## Problem to solve
List every goal that the DNA nanotube project description gives for its international collaboration.

This Materials World Network project aims to develop various novel strategies to achieve control over self-assembled DNA nanotubes. A bio-mimetic self-assembly approach is taken to use DNA as programmable construction building block to engineer and develop novel nanostructured materials. The goals of this international collaboration are aimed at: 1) Mimicking nature's strong microtubule structure to design spiral DNA nanotubes that will have improved mechanical properties; 2) Developing surface alignment methods to assemble DNA nanotubes into two-dimensional networks, thereby bridging the bottom-up self-assembly with top-down lithographic approaches together; 3) Achieving improved DNA templated nanowire formation based on stronger mechanic properties of the DNA nanotubes and their alignment on surface. This project involves extensive collaboration between Arizona State University (Dr. Yan) in US and Dresden University of Technology (Dr. Mertig) in Germany.
The intellectual merit of the project lies in that DNA nanotube templated nanowire or nanoparticle assembly provides unprecedented opportunities to explore electronics/magnetics/optical properties with novel annular geometries in nanoscale domains. The bio-inspired self-assembly may prove useful in creating computer chips with smaller feature sizes. The project has broader impact by: 1) Integrating the research results into the material research curriculum developments at both universities. Examples of such courses include "Molecular Bioengineering" at Dresden and "Nanobiotechnology" at ASU; 2) Teaching "Bio-mimetic Self-assembly" topics to high school students through a high school outreach program; 3) Disseminating cutting-edge material research knowledge to a wider audience of minority communities and encourage underrepresented students to pursue careers in science.
This award is co-funded with the Office of International Science and Engineering.

## Provided information
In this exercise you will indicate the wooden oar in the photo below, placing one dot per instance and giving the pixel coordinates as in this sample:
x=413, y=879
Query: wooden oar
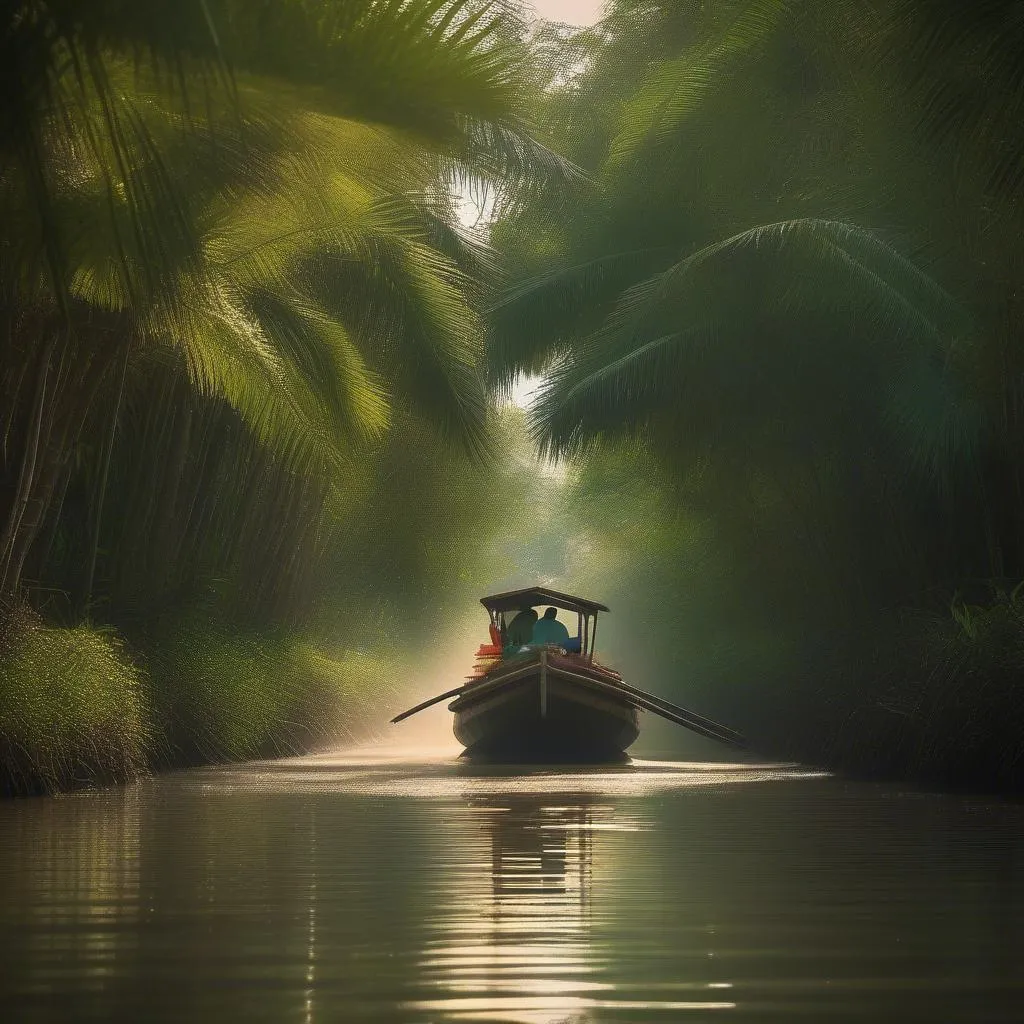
x=666, y=709
x=690, y=717
x=687, y=721
x=427, y=704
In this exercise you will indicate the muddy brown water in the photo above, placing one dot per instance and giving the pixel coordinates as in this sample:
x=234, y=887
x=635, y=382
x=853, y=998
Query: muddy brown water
x=398, y=886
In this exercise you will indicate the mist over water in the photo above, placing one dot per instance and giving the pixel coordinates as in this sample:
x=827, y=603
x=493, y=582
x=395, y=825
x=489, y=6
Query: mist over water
x=390, y=884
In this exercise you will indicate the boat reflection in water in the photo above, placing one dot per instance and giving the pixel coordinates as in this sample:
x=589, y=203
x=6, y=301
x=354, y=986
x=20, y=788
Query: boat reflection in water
x=524, y=941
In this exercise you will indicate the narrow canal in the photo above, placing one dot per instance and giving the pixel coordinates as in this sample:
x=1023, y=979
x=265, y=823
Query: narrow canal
x=375, y=886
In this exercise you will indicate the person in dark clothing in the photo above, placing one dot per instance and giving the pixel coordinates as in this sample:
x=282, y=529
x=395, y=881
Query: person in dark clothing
x=520, y=631
x=549, y=630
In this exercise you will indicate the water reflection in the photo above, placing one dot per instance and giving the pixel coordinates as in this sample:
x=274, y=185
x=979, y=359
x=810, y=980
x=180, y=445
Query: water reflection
x=408, y=892
x=522, y=942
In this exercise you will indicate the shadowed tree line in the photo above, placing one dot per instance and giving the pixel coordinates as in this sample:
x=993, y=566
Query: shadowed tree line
x=236, y=301
x=780, y=331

## Response box
1. Mimicking nature's strong microtubule structure to design spiral DNA nanotubes that will have improved mechanical properties
2. Developing surface alignment methods to assemble DNA nanotubes into two-dimensional networks, thereby bridging the bottom-up self-assembly with top-down lithographic approaches together
3. Achieving improved DNA templated nanowire formation based on stronger mechanic properties of the DNA nanotubes and their alignment on surface